__Reading text__
· · · · ·
When Varnish notices that the selected node has the same IP address as it has, it routes the request to the origin server. If the IP address is not the same, the request is routed to another Varnish node.
What is also interesting to note is that all Varnish servers create the same hash, so the outcome is predictable.
Here’s the VCL code:
vcl 4.1;
import directors;
backend varnish1 {
.host = "varnish1.example.com";
.port = "80";
}
backend varnish2 {
.host = "varnish2.example.com";
.port = "80";
}
backend varnish3 {
.host = "varnish3.example.com";
.port = "80";
}
backend origin {
.host = "origin.example.com";
.port = "80";
}
sub vcl_init {
new vdir = directors.hash();
vdir.add_backend(varnish1, 1);
vdir.add_backend(varnish2, 1);
vdir.add_backend(varnish3, 1);
}
sub vcl_recv {
set req.backend_hint = vdir.backend(req.url);
set req.http.x-shard = req.backend_hint;
if (req.http.x-shard == server.identity) {
set req.backend_hint = origin;
} else {
return(pass);
}
}
The hash director is a relatively simple and powerful implementation, but when nodes are added or temporarily removed, a lot of keys have to be remapped.
Although there is a level consistency, the hash director doesn’t apply a true consistent hashing algorithm.
When a backend that is part of your hash director is taken out of commission, not only the hashes that belonged to that server have to be remapped to the remaining nodes, a lot of other hashes from healthy servers do as well.
This is more or less done by design, as the main priority of the hash director is fairness: keys have to be equally distributed across the backend servers to avoid overloading a single backend.
The shard director behaves very similarly to the hash director: a hash is composed from a specific key, and this hash is consistently mapped to a backend server.
However, the shard director has a lot more options it can configure. It also applies a real consistent hashing algorithm with replicas, which we’ll talk about in a minute.
· · · · ·
__Requirement a__
Show each line of the rows below that contains the string "query", copied without changes.

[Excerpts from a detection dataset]
· · · · ·
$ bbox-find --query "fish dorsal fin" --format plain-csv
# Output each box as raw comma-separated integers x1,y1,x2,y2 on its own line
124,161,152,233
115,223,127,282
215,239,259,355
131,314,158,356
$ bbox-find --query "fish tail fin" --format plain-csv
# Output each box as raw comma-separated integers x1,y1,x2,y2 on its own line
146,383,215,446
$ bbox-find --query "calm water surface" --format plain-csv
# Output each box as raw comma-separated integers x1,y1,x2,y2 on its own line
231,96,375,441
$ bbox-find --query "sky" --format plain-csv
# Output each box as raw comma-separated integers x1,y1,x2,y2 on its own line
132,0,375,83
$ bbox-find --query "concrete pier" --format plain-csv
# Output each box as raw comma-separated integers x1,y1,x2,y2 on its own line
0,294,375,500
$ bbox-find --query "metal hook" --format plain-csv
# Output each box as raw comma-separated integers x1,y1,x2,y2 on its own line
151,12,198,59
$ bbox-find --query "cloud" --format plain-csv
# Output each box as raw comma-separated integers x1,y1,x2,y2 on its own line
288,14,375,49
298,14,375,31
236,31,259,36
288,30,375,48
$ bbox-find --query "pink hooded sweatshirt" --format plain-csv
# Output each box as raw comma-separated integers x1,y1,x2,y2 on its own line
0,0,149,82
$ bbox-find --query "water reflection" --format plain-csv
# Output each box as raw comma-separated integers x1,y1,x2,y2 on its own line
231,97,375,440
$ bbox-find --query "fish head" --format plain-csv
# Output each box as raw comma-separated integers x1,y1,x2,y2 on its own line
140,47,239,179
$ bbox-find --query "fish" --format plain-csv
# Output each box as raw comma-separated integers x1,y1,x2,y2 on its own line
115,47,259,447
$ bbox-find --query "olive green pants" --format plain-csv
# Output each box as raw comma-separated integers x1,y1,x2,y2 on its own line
· · · · ·
__Requirement b__
According to the text on Varnish directors, why are hashes from healthy servers also remapped when a backend in the hash director is taken out of commission? Answer in one to three sentences.

__Task solution a__
$ bbox-find --query "fish dorsal fin" --format plain-csv
$ bbox-find --query "fish tail fin" --format plain-csv
$ bbox-find --query "calm water surface" --format plain-csv
$ bbox-find --query "sky" --format plain-csv
$ bbox-find --query "concrete pier" --format plain-csv
$ bbox-find --query "metal hook" --format plain-csv
$ bbox-find --query "cloud" --format plain-csv
$ bbox-find --query "pink hooded sweatshirt" --format plain-csv
$ bbox-find --query "water reflection" --format plain-csv
$ bbox-find --query "fish head" --format plain-csv
$ bbox-find --query "fish" --format plain-csv
$ bbox-find --query "olive green pants" --format plain-csv

__Task solution b__
The text says this is more or less done by design, since the main priority of the hash director is fairness. Keys have to be distributed equally across the backend servers so that no single backend is overloaded.